>> Start DATASET ENTRIES
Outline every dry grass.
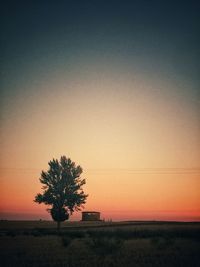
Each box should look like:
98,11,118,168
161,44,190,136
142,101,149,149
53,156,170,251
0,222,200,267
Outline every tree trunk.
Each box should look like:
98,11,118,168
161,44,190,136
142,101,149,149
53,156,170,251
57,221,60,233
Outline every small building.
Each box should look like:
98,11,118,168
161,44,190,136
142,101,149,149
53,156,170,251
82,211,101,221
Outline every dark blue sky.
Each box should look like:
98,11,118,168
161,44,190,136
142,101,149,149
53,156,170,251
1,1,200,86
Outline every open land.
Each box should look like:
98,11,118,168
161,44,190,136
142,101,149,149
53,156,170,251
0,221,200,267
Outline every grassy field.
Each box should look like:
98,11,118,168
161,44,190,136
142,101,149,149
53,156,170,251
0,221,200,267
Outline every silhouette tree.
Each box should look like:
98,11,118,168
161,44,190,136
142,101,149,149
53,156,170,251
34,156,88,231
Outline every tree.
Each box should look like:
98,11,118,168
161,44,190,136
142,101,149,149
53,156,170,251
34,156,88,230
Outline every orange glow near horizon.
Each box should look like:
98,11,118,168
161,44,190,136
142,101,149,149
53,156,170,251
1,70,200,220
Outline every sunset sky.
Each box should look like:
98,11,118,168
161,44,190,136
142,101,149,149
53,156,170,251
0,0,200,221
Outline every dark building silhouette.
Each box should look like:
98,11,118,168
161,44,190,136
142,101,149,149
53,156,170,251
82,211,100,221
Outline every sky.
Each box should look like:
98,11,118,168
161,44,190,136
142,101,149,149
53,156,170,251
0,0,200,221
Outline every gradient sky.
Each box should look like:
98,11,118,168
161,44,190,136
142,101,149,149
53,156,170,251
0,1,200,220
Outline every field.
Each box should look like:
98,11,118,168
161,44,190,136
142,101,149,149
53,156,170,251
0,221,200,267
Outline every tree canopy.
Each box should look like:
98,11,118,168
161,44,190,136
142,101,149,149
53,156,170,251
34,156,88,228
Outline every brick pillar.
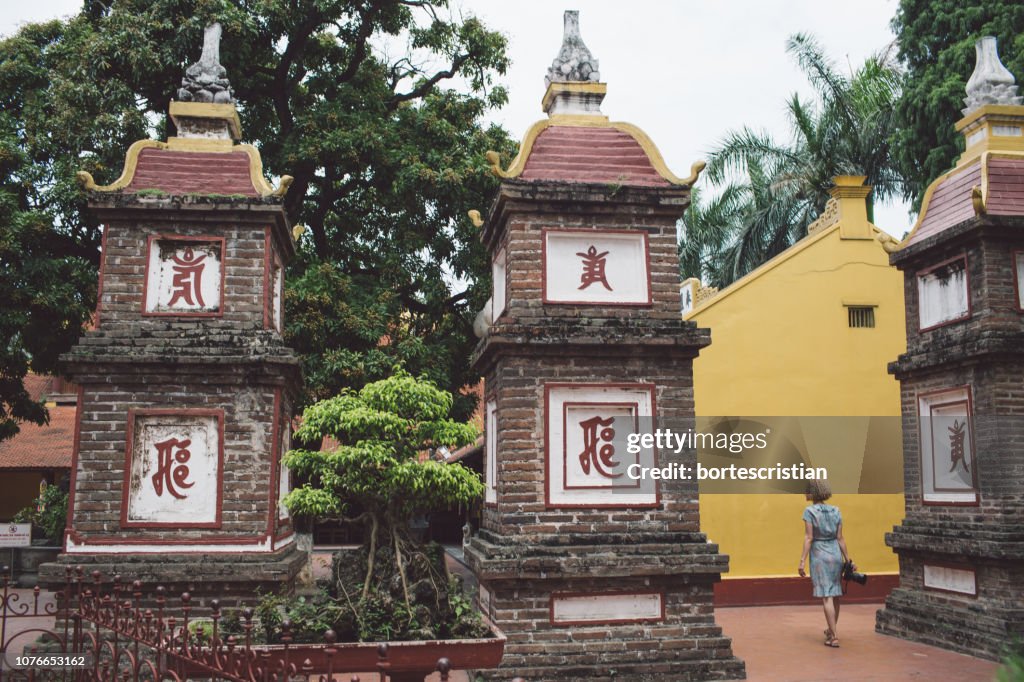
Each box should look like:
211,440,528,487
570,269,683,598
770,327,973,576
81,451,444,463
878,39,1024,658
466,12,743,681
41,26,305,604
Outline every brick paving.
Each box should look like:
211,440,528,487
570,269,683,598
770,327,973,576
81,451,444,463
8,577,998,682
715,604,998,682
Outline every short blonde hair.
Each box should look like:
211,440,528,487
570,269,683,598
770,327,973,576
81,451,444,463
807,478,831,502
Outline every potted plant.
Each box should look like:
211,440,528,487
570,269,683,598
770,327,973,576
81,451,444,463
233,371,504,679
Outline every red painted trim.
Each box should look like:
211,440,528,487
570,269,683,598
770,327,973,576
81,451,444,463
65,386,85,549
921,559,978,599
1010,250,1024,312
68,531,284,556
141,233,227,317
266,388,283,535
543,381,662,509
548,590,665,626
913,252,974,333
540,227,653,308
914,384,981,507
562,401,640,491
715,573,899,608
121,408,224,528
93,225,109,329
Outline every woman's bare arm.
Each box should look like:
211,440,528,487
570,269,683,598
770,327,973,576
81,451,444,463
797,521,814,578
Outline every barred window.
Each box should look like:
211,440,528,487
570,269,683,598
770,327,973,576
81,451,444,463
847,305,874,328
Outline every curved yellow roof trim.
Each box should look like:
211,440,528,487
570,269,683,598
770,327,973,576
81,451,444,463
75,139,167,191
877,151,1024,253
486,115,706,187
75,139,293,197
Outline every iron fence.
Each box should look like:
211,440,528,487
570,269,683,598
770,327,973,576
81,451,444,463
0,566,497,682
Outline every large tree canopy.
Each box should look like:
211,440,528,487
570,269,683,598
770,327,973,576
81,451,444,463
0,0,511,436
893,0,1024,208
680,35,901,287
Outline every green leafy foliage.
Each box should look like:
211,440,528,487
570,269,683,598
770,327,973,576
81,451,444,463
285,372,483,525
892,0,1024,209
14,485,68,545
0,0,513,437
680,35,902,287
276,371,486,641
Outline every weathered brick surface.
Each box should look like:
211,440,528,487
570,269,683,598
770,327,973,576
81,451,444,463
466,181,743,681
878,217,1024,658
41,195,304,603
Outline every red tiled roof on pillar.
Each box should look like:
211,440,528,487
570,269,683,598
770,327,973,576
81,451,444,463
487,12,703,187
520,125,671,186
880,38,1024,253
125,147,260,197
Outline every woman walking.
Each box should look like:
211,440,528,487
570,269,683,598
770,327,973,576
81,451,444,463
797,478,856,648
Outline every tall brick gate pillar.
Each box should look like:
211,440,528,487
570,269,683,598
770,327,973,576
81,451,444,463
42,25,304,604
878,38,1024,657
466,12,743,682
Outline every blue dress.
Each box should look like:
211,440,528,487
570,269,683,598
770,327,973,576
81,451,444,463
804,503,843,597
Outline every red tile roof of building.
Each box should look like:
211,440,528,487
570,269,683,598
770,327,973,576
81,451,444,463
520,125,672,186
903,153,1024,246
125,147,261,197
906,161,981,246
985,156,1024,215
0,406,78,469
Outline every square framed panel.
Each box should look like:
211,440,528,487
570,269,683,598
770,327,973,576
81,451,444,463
>> End DATASET ENTRIES
Copy these rows line for line, word for word, leaving out the pictures.

Outline every dry grass.
Each box should look like:
98,11,118,168
161,44,190,136
142,101,149,149
53,156,170,251
0,222,200,267
Outline every tree trunk.
Each box should look like:
98,11,118,168
161,44,190,136
142,101,149,149
53,156,170,251
57,221,60,233
Outline every small building.
Each box should look like:
98,11,118,168
161,44,190,136
142,101,149,149
53,156,170,251
82,211,101,221
Outline every dark blue sky.
Each box should look like:
98,11,118,168
161,44,190,136
142,101,149,149
53,156,170,251
1,1,200,86
Outline every open land.
Each box should look like:
98,11,118,168
161,44,190,136
142,101,149,149
53,156,170,251
0,221,200,267
Outline every grassy field.
Each box should look like:
98,11,118,168
161,44,190,136
142,101,149,149
53,156,170,251
0,221,200,267
Outline every silhouette tree.
Each box should look like:
98,11,118,168
161,44,190,136
142,101,149,149
53,156,170,251
34,156,88,231
Outline every tree.
Each box should look like:
98,11,118,168
161,44,190,136
142,101,149,149
53,156,170,251
34,156,88,230
Outline every orange glow near horizon.
Each box should look like:
98,11,118,168
161,44,190,136
142,101,149,149
53,156,170,251
1,70,200,220
Outline every sunset sky.
Each box should look like:
98,11,118,168
161,44,190,136
142,101,149,149
53,156,170,251
0,0,200,221
Outline every dark building silhouette.
Each box should look like:
98,11,118,168
161,44,190,136
142,101,149,149
53,156,170,251
82,211,100,221
Outline every sky.
Each box should look like:
98,11,118,168
161,44,190,136
142,101,149,149
53,156,170,251
0,0,200,221
Outline every gradient sky.
Each box should look like:
98,11,118,168
161,44,190,136
142,101,149,149
53,156,170,251
0,1,200,220
Outline every field.
Each box should look like:
98,11,118,168
161,44,190,136
142,101,149,149
53,156,170,251
0,221,200,267
Outline every tree canopy.
Each box should look like:
98,11,118,168
161,44,190,136
142,101,149,149
53,156,170,251
34,156,88,228
Outline every brick pillar.
Each box should look like:
211,440,528,487
570,269,683,598
770,327,973,576
81,451,444,463
878,39,1024,658
466,12,743,681
41,26,305,604
Outline every brick paving.
Each box should look like:
211,440,528,487
570,269,683,598
770,327,973,576
81,451,444,463
8,577,998,682
715,604,998,682
Outline every short blonde hair.
Each box should look like:
211,440,528,487
570,269,683,598
770,327,973,576
81,451,444,463
807,478,831,502
Outline every potted plant.
Each box should look like:
211,440,528,487
570,269,683,598
770,327,973,576
81,451,444,463
233,371,504,679
Outline every red painted trim.
Each box should look like:
211,440,528,487
570,269,683,598
770,327,973,576
81,451,444,463
65,386,85,549
921,559,978,599
1010,250,1024,312
68,531,284,556
141,233,227,317
266,388,283,535
543,381,662,509
548,590,665,626
913,252,974,333
540,227,653,308
914,384,981,507
562,401,640,491
715,573,899,608
121,408,224,528
93,225,109,329
Outline every woman's bare arm.
Each box should look like:
211,440,528,487
570,269,683,598
770,327,973,576
81,451,444,463
797,521,814,578
Outline every barred window.
Each box should look like:
211,440,528,487
570,269,683,598
770,327,973,576
81,451,444,463
847,305,874,328
Outline every curved yellow roof trim.
Each box should look like:
211,440,528,487
570,269,683,598
770,327,973,576
81,451,444,463
75,139,167,191
877,151,1024,253
486,115,706,187
75,139,293,197
Outline every iron fence.
Each box should look like:
211,440,528,487
570,269,683,598
770,327,973,576
81,451,444,463
0,566,497,682
Outline every large tree canopy.
Each box should look like:
211,440,528,487
570,269,683,598
770,327,973,576
81,451,444,463
0,0,511,436
893,0,1024,208
680,35,901,287
Outline every green leafy foliage.
Each box should look like:
211,440,528,487
570,269,683,598
770,327,973,576
81,451,444,463
285,372,483,525
892,0,1024,209
14,485,68,545
0,0,513,437
680,35,902,287
276,371,486,641
Outline every weathered brick surface.
Each box should look like:
211,440,528,487
570,269,683,598
770,327,973,576
81,451,444,463
466,181,743,681
878,217,1024,658
41,195,304,603
Outline every red tiled roof on pillar.
Each box should look like:
211,440,528,487
570,269,683,598
770,327,973,576
81,451,444,463
487,12,703,187
520,125,671,186
880,38,1024,253
125,147,260,197
Outline every woman walking.
Each box should look like:
211,440,528,487
570,269,683,598
770,327,973,576
81,451,444,463
797,478,856,648
Outline every tall brick gate pillar.
Each box should look like:
211,440,528,487
570,269,683,598
770,327,973,576
81,451,444,463
42,25,304,604
878,38,1024,657
466,12,743,682
Outline every blue dress.
Each box should look like:
211,440,528,487
570,269,683,598
770,327,973,576
81,451,444,463
804,503,843,597
Outline every red tile roof of building.
Each box should look like:
211,440,528,487
570,269,683,598
770,327,973,576
81,451,444,463
520,125,672,186
903,153,1024,246
125,147,261,197
906,161,981,246
985,156,1024,215
0,406,78,469
Outline every square framed panel.
Each box should look like:
211,440,528,487
570,269,683,598
770,327,973,576
81,451,444,463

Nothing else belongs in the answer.